→ EXTRACT TO READ
Fair pay for teachers. Photo: Paul Mattsson
Fair pay for teachers. Photo: Paul Mattsson

Mick Whale and Ken McCall (Joint Hull NEU secretaries)

Education requires an additional £7.4 billion funding just to stand still. Anything less will mean cuts. The situation is already desperate. A decade of Tory austerity has now led to a ‘perfect storm’ of further problems: spiralling inflation, an unfunded pay rise, the specific rise in heating bills, and staff leaving education because of a combination of workload and unrealistic targets. At the same time, Covid and other illnesses are causing significant staff absence. School budgets are stretched further paying for additional supply staff.

All this means that head teachers are starting to prepare staff restructures, in effect staff redundancy plans. Teaching assistants who provide a vital role supporting pupils with special educational needs are usually first in line for redundancy. Some schools are already looking at how they can amalgamate classes to make a teacher redundant. There is a fear among higher-paid teachers, particularly those on the top of the pay grade, that their jobs are the most vulnerable.

While individual education staff stand to lose their jobs, let’s not forget the generation of school students who face less support in school. And never has the need for additional support been more needed. Poverty does not stop at the school gates!

Hungry pupils from families that are struggling to put food on the table and children traumatised by experiencing the impact of poverty on family life need the food and security that school brings. Yet it will be the poorest and most vulnerable pupils that will lose out the most.

→ EXERCISE INSTRUCTIONS
1) Transcribe the article on school funding from "While individual education" to "out the most.".
2) Pick up the article on school funding after its last sentence and continue it.

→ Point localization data
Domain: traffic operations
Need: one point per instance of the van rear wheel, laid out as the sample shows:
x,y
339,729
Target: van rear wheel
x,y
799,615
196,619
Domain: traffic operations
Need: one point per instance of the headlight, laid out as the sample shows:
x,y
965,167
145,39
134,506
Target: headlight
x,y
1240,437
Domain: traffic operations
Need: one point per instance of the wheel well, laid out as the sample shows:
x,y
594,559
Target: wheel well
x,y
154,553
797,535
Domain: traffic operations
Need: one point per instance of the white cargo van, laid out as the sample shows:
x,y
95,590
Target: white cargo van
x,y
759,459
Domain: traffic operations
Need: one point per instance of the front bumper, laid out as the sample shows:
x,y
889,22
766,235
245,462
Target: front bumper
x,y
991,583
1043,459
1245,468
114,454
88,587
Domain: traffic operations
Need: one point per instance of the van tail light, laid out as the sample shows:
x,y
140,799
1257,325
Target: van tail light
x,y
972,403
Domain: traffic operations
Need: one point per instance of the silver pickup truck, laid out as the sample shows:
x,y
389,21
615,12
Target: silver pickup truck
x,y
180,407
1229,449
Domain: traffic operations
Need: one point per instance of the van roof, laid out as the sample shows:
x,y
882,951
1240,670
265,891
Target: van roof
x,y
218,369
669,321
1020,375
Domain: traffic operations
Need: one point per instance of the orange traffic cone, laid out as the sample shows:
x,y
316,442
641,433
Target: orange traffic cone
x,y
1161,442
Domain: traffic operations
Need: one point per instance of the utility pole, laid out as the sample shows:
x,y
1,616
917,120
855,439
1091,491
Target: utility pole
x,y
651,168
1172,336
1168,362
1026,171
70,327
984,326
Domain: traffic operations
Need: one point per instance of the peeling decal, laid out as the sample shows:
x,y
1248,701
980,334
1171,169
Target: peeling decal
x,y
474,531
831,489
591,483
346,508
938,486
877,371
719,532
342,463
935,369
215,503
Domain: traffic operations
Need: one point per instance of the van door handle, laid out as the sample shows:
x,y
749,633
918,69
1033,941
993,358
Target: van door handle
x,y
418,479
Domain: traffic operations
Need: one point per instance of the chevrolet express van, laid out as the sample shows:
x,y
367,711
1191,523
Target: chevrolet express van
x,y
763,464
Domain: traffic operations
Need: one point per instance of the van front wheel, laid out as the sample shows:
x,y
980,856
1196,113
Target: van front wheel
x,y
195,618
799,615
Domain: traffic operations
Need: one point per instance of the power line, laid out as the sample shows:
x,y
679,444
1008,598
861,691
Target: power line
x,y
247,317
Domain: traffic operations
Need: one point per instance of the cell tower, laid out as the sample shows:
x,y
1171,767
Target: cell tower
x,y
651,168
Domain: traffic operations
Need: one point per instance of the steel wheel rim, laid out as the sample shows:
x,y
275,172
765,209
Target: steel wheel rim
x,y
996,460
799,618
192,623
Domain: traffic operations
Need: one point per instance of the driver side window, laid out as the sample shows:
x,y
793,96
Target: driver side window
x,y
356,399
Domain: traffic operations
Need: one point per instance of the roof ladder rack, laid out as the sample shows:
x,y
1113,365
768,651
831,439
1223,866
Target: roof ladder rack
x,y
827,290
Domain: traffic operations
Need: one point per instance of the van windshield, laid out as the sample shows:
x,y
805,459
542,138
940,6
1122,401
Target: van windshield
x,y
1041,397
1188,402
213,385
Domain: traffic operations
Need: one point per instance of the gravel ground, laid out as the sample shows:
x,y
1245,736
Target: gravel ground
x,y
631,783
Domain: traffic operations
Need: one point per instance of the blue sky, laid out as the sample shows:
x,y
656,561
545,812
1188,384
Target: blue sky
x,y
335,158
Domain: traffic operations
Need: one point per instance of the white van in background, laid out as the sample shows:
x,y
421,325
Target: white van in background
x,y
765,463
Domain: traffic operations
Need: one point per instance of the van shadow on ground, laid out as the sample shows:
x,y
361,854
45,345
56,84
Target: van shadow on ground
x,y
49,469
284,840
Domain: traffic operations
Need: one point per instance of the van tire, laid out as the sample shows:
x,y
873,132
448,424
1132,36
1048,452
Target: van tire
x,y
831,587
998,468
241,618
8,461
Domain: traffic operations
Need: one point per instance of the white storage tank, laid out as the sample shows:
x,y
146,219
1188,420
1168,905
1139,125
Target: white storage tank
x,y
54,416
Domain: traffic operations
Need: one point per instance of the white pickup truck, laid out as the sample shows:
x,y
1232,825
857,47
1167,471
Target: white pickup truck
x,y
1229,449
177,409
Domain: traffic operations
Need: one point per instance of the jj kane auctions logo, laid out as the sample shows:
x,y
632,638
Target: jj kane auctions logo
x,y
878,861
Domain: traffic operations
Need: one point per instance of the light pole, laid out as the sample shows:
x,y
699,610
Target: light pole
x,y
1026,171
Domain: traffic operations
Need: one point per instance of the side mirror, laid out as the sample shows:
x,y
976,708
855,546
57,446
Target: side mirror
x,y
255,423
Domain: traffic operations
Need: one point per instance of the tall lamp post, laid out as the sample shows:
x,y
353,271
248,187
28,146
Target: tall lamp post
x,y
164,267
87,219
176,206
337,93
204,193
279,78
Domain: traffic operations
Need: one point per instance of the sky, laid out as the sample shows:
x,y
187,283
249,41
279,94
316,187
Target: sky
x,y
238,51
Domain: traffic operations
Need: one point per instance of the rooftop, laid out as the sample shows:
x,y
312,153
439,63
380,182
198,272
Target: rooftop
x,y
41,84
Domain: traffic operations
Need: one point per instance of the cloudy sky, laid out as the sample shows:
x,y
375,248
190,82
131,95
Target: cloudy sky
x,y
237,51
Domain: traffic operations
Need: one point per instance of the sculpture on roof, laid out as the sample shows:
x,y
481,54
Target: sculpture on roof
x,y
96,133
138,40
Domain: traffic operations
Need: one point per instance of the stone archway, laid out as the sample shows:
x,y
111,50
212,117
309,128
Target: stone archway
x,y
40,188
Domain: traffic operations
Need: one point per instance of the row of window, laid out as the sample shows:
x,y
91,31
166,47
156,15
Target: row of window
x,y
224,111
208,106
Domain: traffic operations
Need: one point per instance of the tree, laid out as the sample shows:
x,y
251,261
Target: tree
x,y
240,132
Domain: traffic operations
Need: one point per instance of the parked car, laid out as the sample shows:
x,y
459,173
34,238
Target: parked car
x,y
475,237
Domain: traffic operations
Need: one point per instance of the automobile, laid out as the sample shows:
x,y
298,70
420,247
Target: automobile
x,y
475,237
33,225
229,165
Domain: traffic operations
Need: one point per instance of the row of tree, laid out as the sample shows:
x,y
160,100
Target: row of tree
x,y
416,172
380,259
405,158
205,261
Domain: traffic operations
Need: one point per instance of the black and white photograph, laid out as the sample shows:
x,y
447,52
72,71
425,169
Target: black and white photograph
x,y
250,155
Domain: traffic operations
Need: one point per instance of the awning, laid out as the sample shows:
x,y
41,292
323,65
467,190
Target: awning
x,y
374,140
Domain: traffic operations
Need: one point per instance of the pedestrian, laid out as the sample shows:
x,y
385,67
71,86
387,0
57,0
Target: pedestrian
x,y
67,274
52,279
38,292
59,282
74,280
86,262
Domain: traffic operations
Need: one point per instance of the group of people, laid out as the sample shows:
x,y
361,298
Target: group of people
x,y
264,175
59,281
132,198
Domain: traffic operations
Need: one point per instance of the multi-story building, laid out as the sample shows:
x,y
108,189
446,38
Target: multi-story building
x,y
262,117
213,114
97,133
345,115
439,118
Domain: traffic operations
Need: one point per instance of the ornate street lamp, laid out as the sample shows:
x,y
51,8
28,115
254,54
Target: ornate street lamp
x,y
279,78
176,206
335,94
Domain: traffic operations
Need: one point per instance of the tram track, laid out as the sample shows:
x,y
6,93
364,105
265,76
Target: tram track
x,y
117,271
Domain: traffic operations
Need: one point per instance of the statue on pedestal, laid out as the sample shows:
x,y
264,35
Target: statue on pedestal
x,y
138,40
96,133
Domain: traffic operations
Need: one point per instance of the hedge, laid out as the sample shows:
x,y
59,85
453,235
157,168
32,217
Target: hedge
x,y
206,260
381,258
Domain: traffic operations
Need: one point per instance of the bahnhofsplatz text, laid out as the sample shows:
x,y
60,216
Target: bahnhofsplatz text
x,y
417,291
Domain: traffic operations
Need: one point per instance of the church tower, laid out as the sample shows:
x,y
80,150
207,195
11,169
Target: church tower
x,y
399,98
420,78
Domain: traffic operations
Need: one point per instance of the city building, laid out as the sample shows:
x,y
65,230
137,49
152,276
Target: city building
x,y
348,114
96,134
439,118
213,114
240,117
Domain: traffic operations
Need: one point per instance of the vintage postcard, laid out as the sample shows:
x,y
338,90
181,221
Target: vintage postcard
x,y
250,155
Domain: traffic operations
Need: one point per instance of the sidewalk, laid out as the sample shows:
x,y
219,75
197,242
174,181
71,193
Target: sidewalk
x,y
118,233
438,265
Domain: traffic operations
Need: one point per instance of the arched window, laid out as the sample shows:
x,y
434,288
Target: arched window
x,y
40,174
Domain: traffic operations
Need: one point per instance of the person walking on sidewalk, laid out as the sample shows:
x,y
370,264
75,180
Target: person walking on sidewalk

→ ANSWERS PER TASK
1)
While individual education staff stand to lose their jobs, let’s not forget the generation of school students who face less support in school. And never has the need for additional support been more needed. Poverty does not stop at the school gates!

Hungry pupils from families that are struggling to put food on the table and children traumatised by experiencing the impact of poverty on family life need the food and security that school brings. Yet it will be the poorest and most vulnerable pupils that will lose out the most.

2)
Quite correctly, the trade unions that are balloting for action for an above-inflation pay rise have made it clear that this needs to be fully funded. Undoubtedly, the Tories will try to sow divisions between school staff and the communities they serve. They will argue it’s either a pay rise or cuts to jobs and resources. But, we need to be clear, a properly paid workforce with high morale is vital if education is going to be successful.

School leaders should use the powers they have to protect jobs and services, including the setting of deficit budgets. Local authorities and multi-academy trusts must publicly support this approach. The real choice is between properly funded education and a Tory government that continues to impose austerity on the poor while allowing the super-rich to get richer. That is why the education unions need to develop a joint campaign, linked to the other unions battling to defend their services. Such a campaign could organise coordinated strike action across the country to force the Tories out.